§ Extract to read

Side-note if we assume your ECN-sorting en-framer, this method will also have zero problems... 



*) Not saying I achieve this, but that i try this.


> 
>> 
>> 
>> But since you say both goal 1 examples have the same issue, please elaborate how this affects 1a, and how it affects 1b in a relevant way. 
>> 
> 
> [BB2] Surely you just did.

	[SM] But did I? Method 1a above has no correctness issue with mixed ECN-frames as you seem to admit and method 1b is strictly unfixable with mixed ECN-frames (with separated ECN-frames 1b has no issues) But again, I do not believe that method 1b would fail to work well enough even when occasionally signaling more than a single packet per frame (but have no data to back this up).

> 
>> As far as I can see it is only the elanorate dual counter method that requires special care in this regard.
>> 
>> 
>> 
>> 
>> 
>> 
>>> But I didn't touch them 'cos I had been asked to include that wording verbatim (and like I said, I think it's obvious that one doesn't mix ECN codepoints within the same frame).
>>> 
>> 	[SM] "it's obvious that one doesn't mix ECN codepoints within the same frame" this as a policy will either introduce re-ordering at the en-framer, or will require variable sized frames (at which point one could to 1:1 frame to IP packet framing making things moot again), or partially empty frames (wasting utilisation); it will also make the en-framer (and de-framer) considerably more complex e.g. by requiring multiple queues...
> 
> [BB2] Classification by ECN codepoint shouldn't lead to data reordering.

	[SM] Yeah, but that should is hard to enforce in reality unless "partially empty frames" are used. Heck, consider the framing "by ECN codepoint" which implies that CE marks get their own special queue, but these are rare, so what do we do? The "obvious" solution is to not treat them differently from ECT(0) and ECT(1), but that only works if we treat ECT(0) and ECT(1)in one aggregate, but for L4S we especially do not do that (CE should go with ECT(1))... ceterum censeo that redefining what a CE means is a "present" thst keeps on giving.


> Whatever, these sorts of issues all depend on the specific circumstances - degree of aggregation, frame sizing constraints, whether flows consist of packets all of the same ECN type, etc. which is why only high level examples are given in ecn-encap.

§ Stored data
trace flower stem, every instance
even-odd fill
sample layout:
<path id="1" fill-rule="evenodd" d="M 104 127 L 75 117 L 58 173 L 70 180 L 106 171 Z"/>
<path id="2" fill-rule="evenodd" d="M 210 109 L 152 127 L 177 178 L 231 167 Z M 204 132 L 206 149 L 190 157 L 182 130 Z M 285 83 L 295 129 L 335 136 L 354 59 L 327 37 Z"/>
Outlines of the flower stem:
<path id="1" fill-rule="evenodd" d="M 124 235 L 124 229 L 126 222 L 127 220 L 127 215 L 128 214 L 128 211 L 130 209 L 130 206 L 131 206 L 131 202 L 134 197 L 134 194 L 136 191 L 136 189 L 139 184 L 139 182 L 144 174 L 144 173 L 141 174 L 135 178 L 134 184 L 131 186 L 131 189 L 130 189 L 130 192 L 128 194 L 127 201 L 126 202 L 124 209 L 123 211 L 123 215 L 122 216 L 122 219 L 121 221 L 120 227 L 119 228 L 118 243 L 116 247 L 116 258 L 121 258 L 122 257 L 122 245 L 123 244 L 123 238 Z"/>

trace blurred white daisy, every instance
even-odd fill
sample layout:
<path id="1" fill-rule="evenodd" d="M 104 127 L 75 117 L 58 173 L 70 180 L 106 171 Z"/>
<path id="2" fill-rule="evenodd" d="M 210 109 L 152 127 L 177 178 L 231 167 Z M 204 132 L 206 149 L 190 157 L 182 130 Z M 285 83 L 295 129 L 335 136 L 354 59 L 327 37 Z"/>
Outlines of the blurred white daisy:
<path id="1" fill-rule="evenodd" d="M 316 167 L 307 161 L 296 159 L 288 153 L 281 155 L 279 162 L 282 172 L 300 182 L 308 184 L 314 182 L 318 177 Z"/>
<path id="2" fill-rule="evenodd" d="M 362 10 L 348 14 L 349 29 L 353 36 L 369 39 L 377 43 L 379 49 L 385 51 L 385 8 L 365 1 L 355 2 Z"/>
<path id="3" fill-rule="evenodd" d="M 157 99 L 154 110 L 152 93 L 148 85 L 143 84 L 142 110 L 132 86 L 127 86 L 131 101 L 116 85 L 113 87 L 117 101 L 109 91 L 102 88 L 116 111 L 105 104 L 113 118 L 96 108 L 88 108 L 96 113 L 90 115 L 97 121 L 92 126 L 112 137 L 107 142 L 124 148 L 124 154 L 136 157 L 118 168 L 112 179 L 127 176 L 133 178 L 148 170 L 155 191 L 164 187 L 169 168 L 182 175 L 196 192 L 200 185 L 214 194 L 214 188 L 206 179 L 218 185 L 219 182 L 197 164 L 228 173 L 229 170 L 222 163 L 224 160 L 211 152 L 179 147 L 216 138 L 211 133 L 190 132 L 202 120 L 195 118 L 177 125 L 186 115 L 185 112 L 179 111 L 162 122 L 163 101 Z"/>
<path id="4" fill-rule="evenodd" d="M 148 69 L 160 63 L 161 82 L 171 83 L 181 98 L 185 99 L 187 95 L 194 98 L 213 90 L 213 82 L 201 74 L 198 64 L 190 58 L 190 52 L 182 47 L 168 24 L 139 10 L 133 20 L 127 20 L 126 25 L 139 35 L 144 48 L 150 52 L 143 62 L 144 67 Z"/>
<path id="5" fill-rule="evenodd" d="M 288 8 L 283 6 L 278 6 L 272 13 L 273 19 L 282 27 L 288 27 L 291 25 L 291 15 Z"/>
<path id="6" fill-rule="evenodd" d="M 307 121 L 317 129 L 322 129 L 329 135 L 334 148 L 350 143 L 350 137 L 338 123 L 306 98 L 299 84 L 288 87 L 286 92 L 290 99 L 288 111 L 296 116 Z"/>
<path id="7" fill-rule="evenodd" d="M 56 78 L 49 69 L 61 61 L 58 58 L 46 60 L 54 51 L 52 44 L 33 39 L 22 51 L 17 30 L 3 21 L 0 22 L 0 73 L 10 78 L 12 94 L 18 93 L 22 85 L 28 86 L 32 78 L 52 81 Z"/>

§ Task set
A: Print the passage of the ECN framing thread that begins at the words "[SM] But did" and stops after "the same frame).".
B: Continue the ECN framing thread past its last sentence.
The material has no connection to the ECN framing thread.

§ Replies
A:
[SM] But did I? Method 1a above has no correctness issue with mixed ECN-frames as you seem to admit and method 1b is strictly unfixable with mixed ECN-frames (with separated ECN-frames 1b has no issues) But again, I do not believe that method 1b would fail to work well enough even when occasionally signaling more than a single packet per frame (but have no data to back this up).

> 
>> As far as I can see it is only the elanorate dual counter method that requires special care in this regard.
>> 
>> 
>> 
>> 
>> 
>> 
>>> But I didn't touch them 'cos I had been asked to include that wording verbatim (and like I said, I think it's obvious that one doesn't mix ECN codepoints within the same frame).

B:
> 
>> 
>>>> I understand that BCPs, inspite of what their name implies, are intended to inject some policy, but if such an injectin attempt proves to be a complete dud, as here, I argue it is time to drop it.
>>>> 
>>>> 
>>> [BB] As above, the principle of preserving proportion is held by most people.
>>> 
>> 	[SM] I accept that this is your assumption. Given the amount of people that participated in this discussion I am more inclined to believe most folks do not really have an opinion on that.  
> 
> [BB2] You are seeing little discussion now, probably because you are raising stuff:
> * 17 years after all the discussion on RFC7141 started and 9 years after it was published
> * 12 years after all the discussion started on ecn-encap, and 4 years after the 2nd WGLC closed

	[SM] These are rather procedural arguments that do not seem to care about the actual content of the drafts... I care little when an RFC/draft was written/ratified, if it is incorrect or simply nat match very well any more to how the internet developed it should be open t correction/change.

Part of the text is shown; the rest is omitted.